>> start QUOTED PASSAGE
University of London Press v University Tutorial Press [1916] 2 Ch 601 Facts: Were mathematics examination papers were ‘original literary works’ for copyright? Decision: Peterson J: Yes - ‘The words ‘literary work’ cover work which is expressed in print or writing, irrespective of the question whether the quality or style is high’. Principles: 1) Literary works are not limited to works of literature, but include all works expressed in print or writing (other than dramatic or musical works). 2) The definition of ‘written’ highlights that aesthetic or qualitative criteria are irrelevant when it comes to identifying a literary ‘work’.

Exxon v Exxon Insurance [1982] Ch 119 Held: the word ‘Exxon’, created to act as a company name, conveyed NO ‘information, instruction or pleasure of a literary kind’ = NOT protected as a literary work A literary work affords information, instruction, or pleasure in the form of literary enjoyment Names and invented words excluded from protection as literary works by copyright law for policy reasons – general inconvenience + literary work copyright is unnecessary given the availability of adequate protection from passing off, trade mark law, artistic copyright

∆ criticised by Dworkin and Taylor. Titles: Francis Day & Hunter v Twentieth Century Fox [1940] AC 112 Held (Privy Council): No copyright protection for song title ‘The Man Who Broke the Bank at Monte Carlo – title was not ‘substantial enough’ to warrant protection in its own right. PC indicated that if title were extensive and important enough, protection MAY be possible Headlines: **Newspaper Licensing Agency Ltd v Meltwater Holding BG [2010] EWHC 3099 (Ch), [56]-[72]; [2011] EWCA Civ 890, [16]-[22] Held: a headline could in principle satisfy the requirements of section 1(1)(a) CDPA 1988 (i.e be considered a work that was both original and literary); and thus a headline was capable of enjoying copyright protection independently of the article to which it related Proudman J accepted that some headlines were protected as original literary works, and accepts evidence of the skill in devising enticing and entertaining headlines. CoA held decision to be ‘unassailable’

COMPARED TO: Fairfax Media Publications Pty Ltd v Reed International Books Australia Pty Ltd [2010] FCA 984, [28]-[52] Held: no copyright in headlines from Australian Financial Review Examples: “Investors warned on super changes” and “Blackout probe sheds little light”. No copyright in the headlines sued over by Fairfax. Held that it would be rare that a headline or title is an original literary work. Bennett J: Headlines = too insubstantial and too short to qualify for copyright protection as literary works. The function of the headline is as a title to the article as well as a brief statement of its subject, in a compressed form comparable in length to a book title or the like.  too trivial to be a literary work The addition of a pun does not, of itself, in the absence of evidence, convert such statements into literary works.
>> end QUOTED PASSAGE
>> start GIVEN INFORMATION
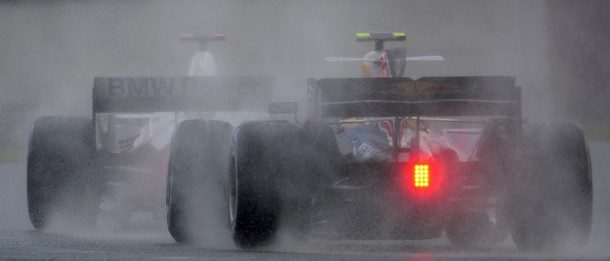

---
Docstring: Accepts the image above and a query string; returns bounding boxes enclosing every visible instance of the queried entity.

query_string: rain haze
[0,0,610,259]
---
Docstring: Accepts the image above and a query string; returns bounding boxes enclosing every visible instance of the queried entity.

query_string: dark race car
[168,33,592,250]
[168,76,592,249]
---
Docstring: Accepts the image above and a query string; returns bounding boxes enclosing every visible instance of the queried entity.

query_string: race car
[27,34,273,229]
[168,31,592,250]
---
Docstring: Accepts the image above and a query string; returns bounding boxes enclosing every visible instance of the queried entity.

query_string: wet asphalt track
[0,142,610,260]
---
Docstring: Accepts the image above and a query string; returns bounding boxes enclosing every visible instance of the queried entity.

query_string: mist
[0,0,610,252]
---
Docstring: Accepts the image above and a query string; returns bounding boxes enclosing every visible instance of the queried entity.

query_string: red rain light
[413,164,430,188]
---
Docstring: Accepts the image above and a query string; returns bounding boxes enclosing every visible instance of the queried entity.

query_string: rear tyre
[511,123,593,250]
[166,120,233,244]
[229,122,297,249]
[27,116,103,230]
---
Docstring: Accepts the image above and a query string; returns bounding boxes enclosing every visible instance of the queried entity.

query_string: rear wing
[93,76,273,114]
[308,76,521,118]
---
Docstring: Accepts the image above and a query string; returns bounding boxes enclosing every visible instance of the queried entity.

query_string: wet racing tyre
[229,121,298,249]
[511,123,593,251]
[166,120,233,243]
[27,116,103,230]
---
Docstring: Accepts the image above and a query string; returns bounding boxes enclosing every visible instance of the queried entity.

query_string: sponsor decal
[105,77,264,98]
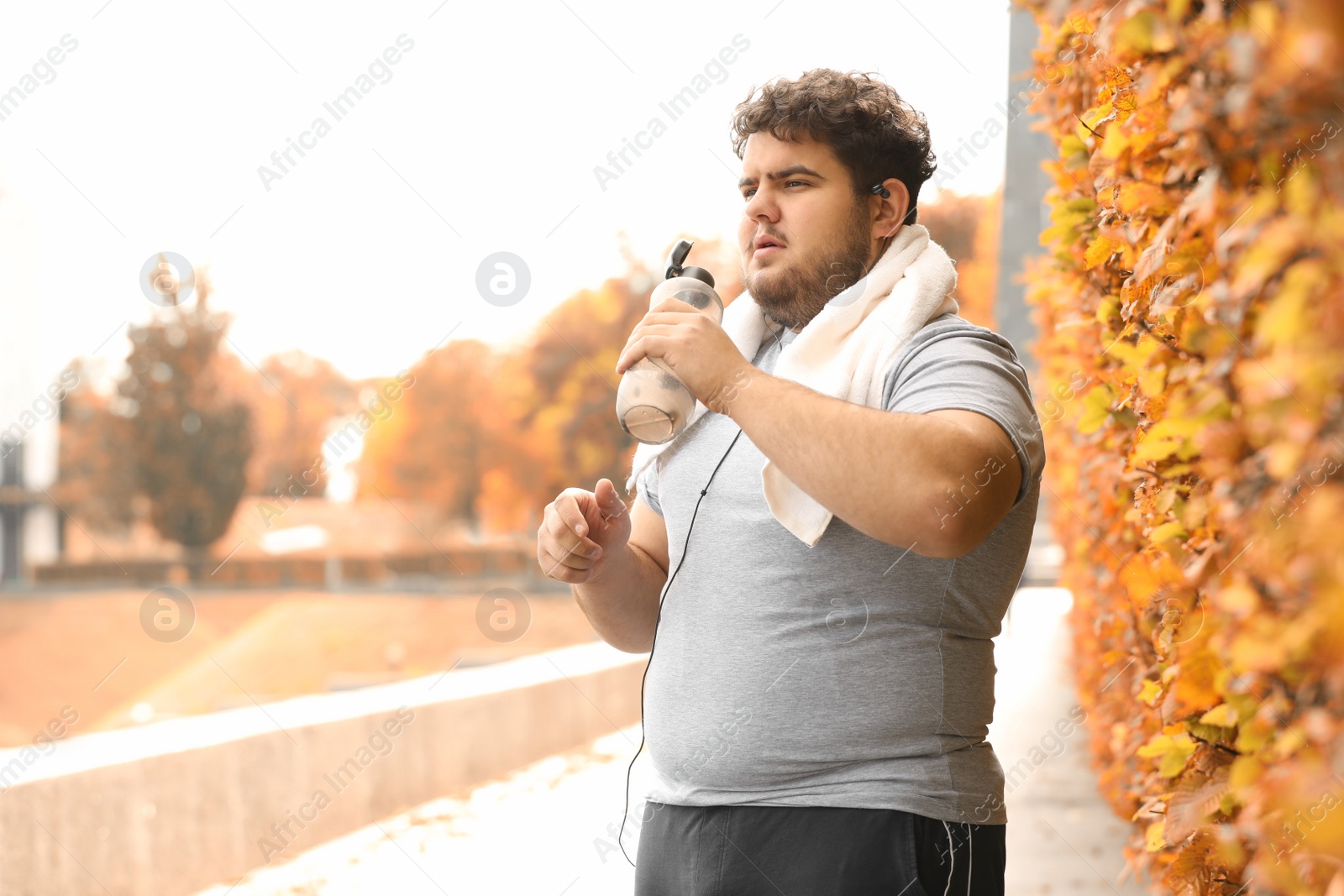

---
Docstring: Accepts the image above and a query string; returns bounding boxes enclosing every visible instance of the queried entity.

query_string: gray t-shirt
>> end GIVEN INFORMATION
>> start GIVEN INFORMATION
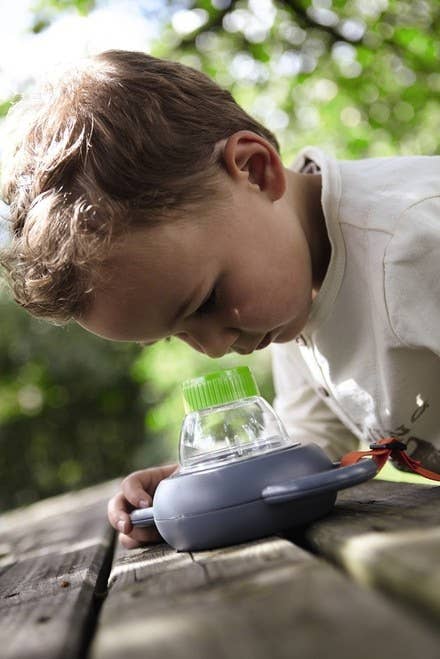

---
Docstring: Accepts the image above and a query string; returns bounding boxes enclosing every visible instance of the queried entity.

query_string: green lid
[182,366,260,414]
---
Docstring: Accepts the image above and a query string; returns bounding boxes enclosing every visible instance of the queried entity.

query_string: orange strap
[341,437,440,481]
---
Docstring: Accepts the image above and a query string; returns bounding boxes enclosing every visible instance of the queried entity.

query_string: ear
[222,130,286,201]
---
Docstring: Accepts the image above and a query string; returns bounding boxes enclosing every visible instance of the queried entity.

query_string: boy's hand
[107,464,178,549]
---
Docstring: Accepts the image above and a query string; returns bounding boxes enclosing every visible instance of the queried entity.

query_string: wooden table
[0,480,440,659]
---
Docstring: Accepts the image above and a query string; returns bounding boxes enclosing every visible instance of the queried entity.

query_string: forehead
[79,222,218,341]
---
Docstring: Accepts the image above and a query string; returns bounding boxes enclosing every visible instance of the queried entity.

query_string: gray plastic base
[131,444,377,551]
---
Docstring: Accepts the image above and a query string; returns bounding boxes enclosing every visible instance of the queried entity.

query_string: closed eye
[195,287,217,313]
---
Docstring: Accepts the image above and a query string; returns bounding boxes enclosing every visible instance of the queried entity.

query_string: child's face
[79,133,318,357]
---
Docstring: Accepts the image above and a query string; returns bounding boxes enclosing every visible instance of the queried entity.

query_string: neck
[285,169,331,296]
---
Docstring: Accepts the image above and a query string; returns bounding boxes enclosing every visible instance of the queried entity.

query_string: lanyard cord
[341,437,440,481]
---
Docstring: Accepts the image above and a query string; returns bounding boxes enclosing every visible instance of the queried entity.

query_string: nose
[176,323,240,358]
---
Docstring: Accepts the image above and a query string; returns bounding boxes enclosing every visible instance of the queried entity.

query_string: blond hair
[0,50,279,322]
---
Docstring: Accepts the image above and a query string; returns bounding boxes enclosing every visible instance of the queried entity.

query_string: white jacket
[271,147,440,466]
>> end GIVEN INFORMATION
>> start GIVEN INFORMATION
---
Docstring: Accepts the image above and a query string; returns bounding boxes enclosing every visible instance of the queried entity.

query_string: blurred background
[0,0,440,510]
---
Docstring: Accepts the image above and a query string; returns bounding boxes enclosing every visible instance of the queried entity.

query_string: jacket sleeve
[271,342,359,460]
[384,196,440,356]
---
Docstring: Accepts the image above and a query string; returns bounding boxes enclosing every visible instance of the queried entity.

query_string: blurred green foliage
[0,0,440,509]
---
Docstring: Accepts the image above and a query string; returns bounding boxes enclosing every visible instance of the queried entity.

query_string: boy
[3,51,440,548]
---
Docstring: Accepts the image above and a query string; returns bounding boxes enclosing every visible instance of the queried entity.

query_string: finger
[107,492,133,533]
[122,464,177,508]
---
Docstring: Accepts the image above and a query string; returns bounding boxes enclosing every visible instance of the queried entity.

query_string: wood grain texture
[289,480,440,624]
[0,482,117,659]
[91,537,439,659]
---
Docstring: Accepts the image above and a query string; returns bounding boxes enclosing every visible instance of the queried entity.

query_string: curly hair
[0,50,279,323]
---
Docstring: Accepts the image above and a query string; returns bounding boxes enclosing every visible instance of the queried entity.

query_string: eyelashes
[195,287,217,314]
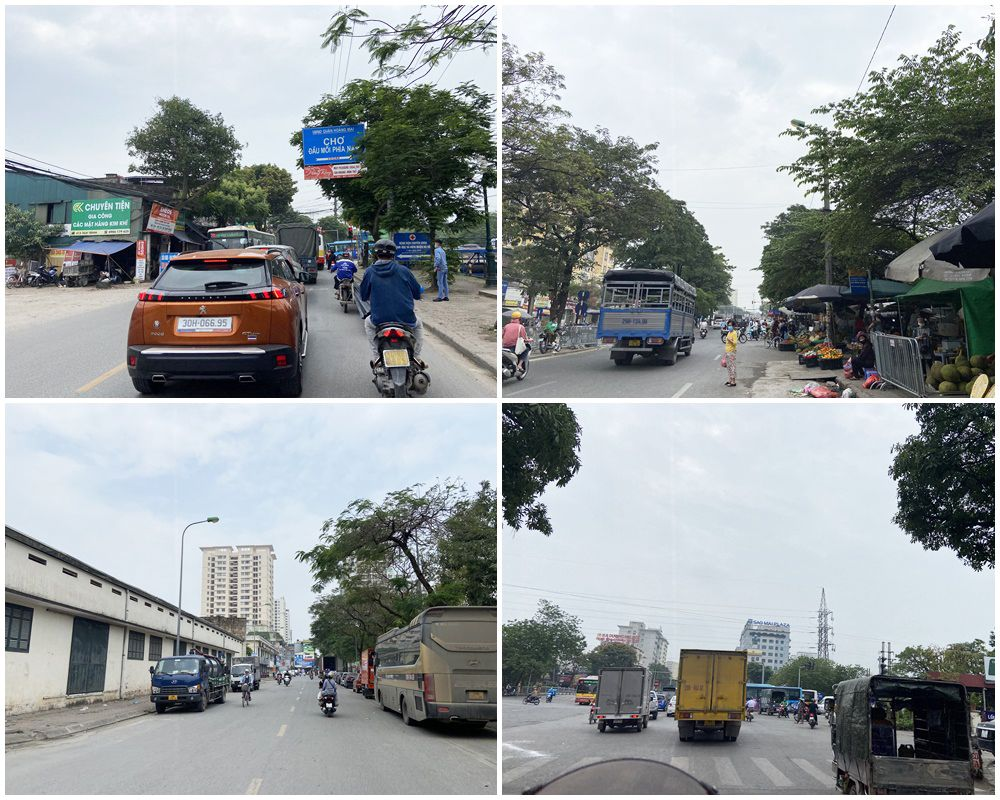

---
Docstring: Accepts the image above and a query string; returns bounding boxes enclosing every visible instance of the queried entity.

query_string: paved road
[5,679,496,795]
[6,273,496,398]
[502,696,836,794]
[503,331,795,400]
>> end GIVEN INFORMATION
GIVEN EXERCISE 1:
Please sum up the case notes on copyright in literary works in two sentences.
GIVEN EXERCISE 2:
Find every line of the listing that contains the word "hair", matching case, and copy each such line.

CORRECT RESULT 1:
Under University of London Press v University Tutorial Press, a literary work covers any work expressed in print or writing, whatever its quality or style. Exxon v Exxon Insurance denied protection to an invented company name, and Francis Day & Hunter v Twentieth Century Fox did the same for a song title; Newspaper Licensing Agency v Meltwater held that a headline could in principle enjoy copyright, while Fairfax Media v Reed found headlines too insubstantial and too short to qualify.

CORRECT RESULT 2:
query_string: blond hair
query_string: curly hair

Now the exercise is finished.